- [Selected text]
--- BEGIN ---

The next day, the docile government turned into a lion, when a sit-in by some 150 protesters from the families of the injured revolutionaries demanding treatment by the government, was brutally disbanded by the anti-riot forces. Furious at the attack and more so at the apparent complicity between the Military and Islamists, crowds poured into Tahrir Square. As the oppression increased, the crowds became even more determined and aggressive, trying to attack and burn the Ministry of Interior building. The majority of the anti-government slogans were directed at the SCAF and its Chief, al-Moushir (Field Marshal) Tantawi, calling for his ouster and trial. At least 38 people were killed and thousands wounded.

--- END ---

- [Input]

--- BEGIN ---

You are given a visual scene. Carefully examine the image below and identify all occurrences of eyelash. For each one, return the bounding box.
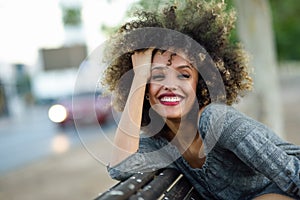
[152,74,191,80]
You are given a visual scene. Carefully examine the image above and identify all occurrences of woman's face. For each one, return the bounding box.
[148,51,198,119]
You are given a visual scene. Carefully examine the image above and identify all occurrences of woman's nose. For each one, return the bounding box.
[163,75,178,91]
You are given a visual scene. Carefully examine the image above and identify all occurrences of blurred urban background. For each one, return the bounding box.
[0,0,300,200]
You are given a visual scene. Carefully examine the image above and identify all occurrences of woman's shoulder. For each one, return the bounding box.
[199,103,244,123]
[198,103,248,140]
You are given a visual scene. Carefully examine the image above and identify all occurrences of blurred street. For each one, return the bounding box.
[0,106,115,200]
[0,70,300,200]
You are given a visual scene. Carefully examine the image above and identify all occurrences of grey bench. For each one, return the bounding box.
[94,168,202,200]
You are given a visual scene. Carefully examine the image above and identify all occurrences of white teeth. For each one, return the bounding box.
[160,97,180,102]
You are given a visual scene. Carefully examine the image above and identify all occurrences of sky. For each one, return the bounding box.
[0,0,138,67]
[0,0,137,100]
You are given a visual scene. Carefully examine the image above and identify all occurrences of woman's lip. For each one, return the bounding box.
[159,95,183,106]
[158,93,183,99]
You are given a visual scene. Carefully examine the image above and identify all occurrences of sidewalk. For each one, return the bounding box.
[0,141,116,200]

--- END ---

- [Problem 1]
Do the following statements agree with the passage on the Tahrir Square protests? Answer yes or no for each and quote the deciding words of the passage. (a) The sit-in was held by some 150 protesters. (b) Most of the anti-government slogans were aimed at the Ministry of Interior. (c) At least 38 people were killed.
- [Problem 2]
Recast the listing as a numbered list without blank lines, starting at its first line and ending at the line containing "[148,51,198,119]". Omit the picture.

- [Output 1]
(a) Yes: "a sit-in by some 150 protesters from the families of the injured revolutionaries"
(b) No: "The majority of the anti-government slogans were directed at the SCAF and its Chief"
(c) Yes: "At least 38 people were killed"

- [Output 2]
1. You are given a visual scene. Carefully examine the image below and identify all occurrences of eyelash. For each one, return the bounding box.
2. [152,74,191,80]
3. You are given a visual scene. Carefully examine the image above and identify all occurrences of woman's face. For each one, return the bounding box.
4. [148,51,198,119]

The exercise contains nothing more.